DATASET: Begin

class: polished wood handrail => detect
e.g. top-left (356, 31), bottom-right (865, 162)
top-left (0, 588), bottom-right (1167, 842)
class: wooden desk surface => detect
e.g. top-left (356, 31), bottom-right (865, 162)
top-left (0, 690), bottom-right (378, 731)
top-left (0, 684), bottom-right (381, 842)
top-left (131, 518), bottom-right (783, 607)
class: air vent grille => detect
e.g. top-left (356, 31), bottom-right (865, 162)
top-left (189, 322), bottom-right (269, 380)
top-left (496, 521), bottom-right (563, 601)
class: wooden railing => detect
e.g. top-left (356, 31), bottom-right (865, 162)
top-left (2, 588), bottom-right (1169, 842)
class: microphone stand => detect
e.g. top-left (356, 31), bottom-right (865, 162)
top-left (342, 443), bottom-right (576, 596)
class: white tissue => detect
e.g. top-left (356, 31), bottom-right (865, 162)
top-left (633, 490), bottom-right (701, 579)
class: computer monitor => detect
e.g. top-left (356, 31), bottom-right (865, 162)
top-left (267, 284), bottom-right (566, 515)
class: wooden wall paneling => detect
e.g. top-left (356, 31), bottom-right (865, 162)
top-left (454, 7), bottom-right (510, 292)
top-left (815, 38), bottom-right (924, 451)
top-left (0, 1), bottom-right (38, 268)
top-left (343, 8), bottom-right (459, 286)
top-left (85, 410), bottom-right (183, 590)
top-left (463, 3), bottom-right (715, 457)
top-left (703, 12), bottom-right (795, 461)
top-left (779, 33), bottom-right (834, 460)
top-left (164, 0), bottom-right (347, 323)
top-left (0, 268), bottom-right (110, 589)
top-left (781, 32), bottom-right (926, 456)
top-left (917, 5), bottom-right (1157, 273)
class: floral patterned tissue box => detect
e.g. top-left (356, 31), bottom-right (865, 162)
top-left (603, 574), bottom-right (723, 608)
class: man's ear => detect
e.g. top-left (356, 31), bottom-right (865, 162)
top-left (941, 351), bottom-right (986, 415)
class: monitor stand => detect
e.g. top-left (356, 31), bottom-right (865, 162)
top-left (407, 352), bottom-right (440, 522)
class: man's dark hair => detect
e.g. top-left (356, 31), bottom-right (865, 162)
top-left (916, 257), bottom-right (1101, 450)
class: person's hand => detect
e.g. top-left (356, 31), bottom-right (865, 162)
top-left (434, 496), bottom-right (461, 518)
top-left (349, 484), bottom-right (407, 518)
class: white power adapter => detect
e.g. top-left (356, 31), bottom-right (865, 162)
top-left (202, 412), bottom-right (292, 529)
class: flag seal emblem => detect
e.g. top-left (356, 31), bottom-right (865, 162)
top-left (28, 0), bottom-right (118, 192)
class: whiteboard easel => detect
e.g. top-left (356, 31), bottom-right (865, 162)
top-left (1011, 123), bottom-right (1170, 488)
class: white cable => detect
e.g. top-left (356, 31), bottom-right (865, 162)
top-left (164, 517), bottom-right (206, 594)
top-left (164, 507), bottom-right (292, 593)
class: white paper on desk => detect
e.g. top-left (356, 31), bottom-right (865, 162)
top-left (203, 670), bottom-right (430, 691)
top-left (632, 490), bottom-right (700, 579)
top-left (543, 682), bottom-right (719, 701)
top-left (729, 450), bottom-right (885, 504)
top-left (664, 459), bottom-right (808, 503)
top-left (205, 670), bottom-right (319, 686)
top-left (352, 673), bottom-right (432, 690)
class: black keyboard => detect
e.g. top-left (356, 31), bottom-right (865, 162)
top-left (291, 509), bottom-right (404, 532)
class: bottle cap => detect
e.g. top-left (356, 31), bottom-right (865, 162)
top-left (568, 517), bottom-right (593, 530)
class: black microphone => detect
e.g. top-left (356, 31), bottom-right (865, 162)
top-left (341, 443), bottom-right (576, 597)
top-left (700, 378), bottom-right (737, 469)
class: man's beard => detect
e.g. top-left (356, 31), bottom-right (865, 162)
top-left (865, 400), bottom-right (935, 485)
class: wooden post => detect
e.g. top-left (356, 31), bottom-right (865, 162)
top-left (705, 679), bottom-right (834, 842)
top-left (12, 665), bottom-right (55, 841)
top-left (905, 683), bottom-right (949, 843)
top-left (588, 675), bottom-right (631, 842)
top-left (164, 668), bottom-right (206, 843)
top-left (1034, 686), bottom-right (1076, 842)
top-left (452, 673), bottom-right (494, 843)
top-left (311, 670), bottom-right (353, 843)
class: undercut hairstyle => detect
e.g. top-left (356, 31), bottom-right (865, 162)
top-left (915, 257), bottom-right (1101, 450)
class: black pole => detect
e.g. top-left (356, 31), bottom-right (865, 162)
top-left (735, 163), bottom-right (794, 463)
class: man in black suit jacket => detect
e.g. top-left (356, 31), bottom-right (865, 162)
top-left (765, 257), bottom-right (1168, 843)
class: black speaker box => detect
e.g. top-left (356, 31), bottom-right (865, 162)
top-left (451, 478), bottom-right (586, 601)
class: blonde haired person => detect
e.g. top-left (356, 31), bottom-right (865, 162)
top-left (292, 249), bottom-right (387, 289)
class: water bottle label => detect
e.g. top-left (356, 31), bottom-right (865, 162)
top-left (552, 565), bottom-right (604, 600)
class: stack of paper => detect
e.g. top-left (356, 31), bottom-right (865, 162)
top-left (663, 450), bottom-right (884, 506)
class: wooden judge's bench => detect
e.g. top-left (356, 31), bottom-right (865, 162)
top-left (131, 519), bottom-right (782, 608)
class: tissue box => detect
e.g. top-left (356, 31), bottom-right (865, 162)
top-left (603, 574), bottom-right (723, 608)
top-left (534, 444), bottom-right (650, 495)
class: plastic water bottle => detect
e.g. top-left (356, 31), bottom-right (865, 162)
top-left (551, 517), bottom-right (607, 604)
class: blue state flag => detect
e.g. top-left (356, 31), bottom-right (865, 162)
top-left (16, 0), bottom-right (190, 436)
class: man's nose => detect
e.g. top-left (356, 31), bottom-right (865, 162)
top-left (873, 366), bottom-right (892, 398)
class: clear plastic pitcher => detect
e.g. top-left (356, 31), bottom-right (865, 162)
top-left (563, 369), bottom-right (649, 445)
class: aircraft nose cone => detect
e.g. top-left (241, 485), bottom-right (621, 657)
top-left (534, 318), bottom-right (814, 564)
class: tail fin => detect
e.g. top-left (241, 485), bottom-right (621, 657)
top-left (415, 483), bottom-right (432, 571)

DATASET: End

▶ **WORK REQUEST**:
Repeat the data exactly. Omit nothing.

▶ **TASK SOLUTION**:
class: polished wood handrail => detect
e.g. top-left (356, 31), bottom-right (865, 162)
top-left (0, 588), bottom-right (1167, 842)
class: wooden desk surface => detect
e.g. top-left (356, 31), bottom-right (865, 162)
top-left (0, 690), bottom-right (378, 731)
top-left (0, 684), bottom-right (381, 842)
top-left (131, 518), bottom-right (783, 607)
class: air vent grille => detect
e.g. top-left (356, 31), bottom-right (865, 162)
top-left (189, 322), bottom-right (269, 380)
top-left (496, 521), bottom-right (563, 601)
class: wooden railing => detect
e.g. top-left (356, 31), bottom-right (865, 162)
top-left (2, 588), bottom-right (1169, 842)
class: microphone stand => detect
e.g. top-left (356, 31), bottom-right (865, 162)
top-left (342, 443), bottom-right (576, 596)
class: white tissue => detect
e.g. top-left (356, 31), bottom-right (865, 162)
top-left (633, 490), bottom-right (701, 579)
class: computer monitor => detect
e.g. top-left (356, 31), bottom-right (865, 162)
top-left (267, 284), bottom-right (566, 515)
class: wooden wall paneling => detect
e.g. top-left (356, 31), bottom-right (865, 162)
top-left (454, 7), bottom-right (510, 292)
top-left (815, 38), bottom-right (924, 451)
top-left (0, 1), bottom-right (38, 268)
top-left (343, 8), bottom-right (459, 286)
top-left (85, 410), bottom-right (183, 590)
top-left (463, 3), bottom-right (715, 457)
top-left (703, 12), bottom-right (795, 461)
top-left (779, 33), bottom-right (834, 460)
top-left (164, 0), bottom-right (347, 323)
top-left (0, 268), bottom-right (110, 589)
top-left (781, 32), bottom-right (926, 456)
top-left (917, 5), bottom-right (1157, 273)
class: floral patterned tissue box => detect
e.g. top-left (356, 31), bottom-right (865, 162)
top-left (603, 574), bottom-right (723, 608)
class: man's ear => detect
e.g. top-left (356, 31), bottom-right (865, 162)
top-left (941, 351), bottom-right (986, 415)
class: monitor stand => detect
e.g. top-left (356, 31), bottom-right (865, 162)
top-left (407, 352), bottom-right (440, 522)
class: man's dark hair => detect
e.g. top-left (356, 31), bottom-right (865, 162)
top-left (916, 257), bottom-right (1101, 450)
class: person's hand => detect
e.g. top-left (356, 31), bottom-right (865, 162)
top-left (434, 496), bottom-right (461, 518)
top-left (349, 484), bottom-right (407, 518)
class: white power adapter => detect
e.g. top-left (356, 31), bottom-right (865, 162)
top-left (202, 412), bottom-right (292, 529)
class: flag seal emblem => detect
e.g. top-left (356, 31), bottom-right (865, 162)
top-left (28, 0), bottom-right (118, 192)
class: whiteboard easel => detect
e.g. top-left (356, 31), bottom-right (865, 162)
top-left (1011, 123), bottom-right (1170, 488)
class: white cable => detect
e.g. top-left (356, 31), bottom-right (865, 162)
top-left (164, 517), bottom-right (206, 594)
top-left (164, 507), bottom-right (292, 593)
class: white paper on desk => detect
e.g. top-left (356, 31), bottom-right (865, 162)
top-left (203, 670), bottom-right (430, 691)
top-left (632, 490), bottom-right (700, 579)
top-left (543, 682), bottom-right (719, 701)
top-left (729, 450), bottom-right (885, 504)
top-left (664, 459), bottom-right (808, 503)
top-left (205, 670), bottom-right (319, 686)
top-left (352, 673), bottom-right (432, 690)
class: black keyboard => detect
e.g. top-left (356, 31), bottom-right (865, 162)
top-left (291, 509), bottom-right (404, 532)
class: bottle cap => detect
e.g. top-left (356, 31), bottom-right (865, 162)
top-left (568, 517), bottom-right (593, 530)
class: black microphone => detect
e.g. top-left (356, 31), bottom-right (865, 162)
top-left (341, 443), bottom-right (576, 597)
top-left (700, 378), bottom-right (737, 469)
class: man's beard => detect
e.g. top-left (356, 31), bottom-right (865, 162)
top-left (865, 400), bottom-right (935, 485)
class: wooden post => detect
e.g. top-left (356, 31), bottom-right (865, 162)
top-left (705, 679), bottom-right (834, 842)
top-left (12, 665), bottom-right (55, 841)
top-left (905, 683), bottom-right (949, 843)
top-left (588, 675), bottom-right (631, 842)
top-left (164, 668), bottom-right (206, 843)
top-left (1034, 686), bottom-right (1076, 842)
top-left (452, 673), bottom-right (494, 843)
top-left (311, 670), bottom-right (353, 843)
class: undercut hairstyle => detect
e.g. top-left (356, 31), bottom-right (865, 162)
top-left (915, 257), bottom-right (1101, 450)
class: black pole => detect
e.g. top-left (356, 31), bottom-right (865, 162)
top-left (735, 163), bottom-right (794, 463)
class: man in black suit jacket => detect
e.g. top-left (356, 31), bottom-right (865, 162)
top-left (765, 257), bottom-right (1168, 843)
class: black speaker box => detect
e.g. top-left (356, 31), bottom-right (865, 162)
top-left (451, 478), bottom-right (586, 601)
class: blonde haired person => detect
e.g. top-left (356, 31), bottom-right (865, 162)
top-left (292, 249), bottom-right (387, 289)
class: water bottle label => detect
e.g. top-left (356, 31), bottom-right (865, 162)
top-left (552, 565), bottom-right (604, 600)
class: stack of paper => detect
e.g. top-left (356, 31), bottom-right (865, 162)
top-left (663, 450), bottom-right (884, 506)
class: wooden judge's bench => detect
e.g. top-left (356, 31), bottom-right (865, 162)
top-left (131, 519), bottom-right (782, 608)
class: tissue box => detect
e.g. top-left (356, 31), bottom-right (865, 162)
top-left (603, 574), bottom-right (723, 608)
top-left (534, 444), bottom-right (650, 495)
class: plastic water bottle => detect
e.g. top-left (356, 31), bottom-right (865, 162)
top-left (551, 517), bottom-right (607, 604)
class: blue state flag => detect
e.g. top-left (356, 31), bottom-right (865, 162)
top-left (16, 0), bottom-right (190, 436)
class: man's nose => detect
e.g. top-left (356, 31), bottom-right (865, 162)
top-left (873, 366), bottom-right (892, 398)
class: clear plastic pitcher => detect
e.g. top-left (356, 31), bottom-right (865, 162)
top-left (563, 369), bottom-right (649, 445)
class: aircraft nose cone => detect
e.g. top-left (241, 485), bottom-right (621, 657)
top-left (534, 318), bottom-right (814, 564)
class: tail fin => detect
e.g. top-left (241, 485), bottom-right (621, 657)
top-left (415, 483), bottom-right (432, 571)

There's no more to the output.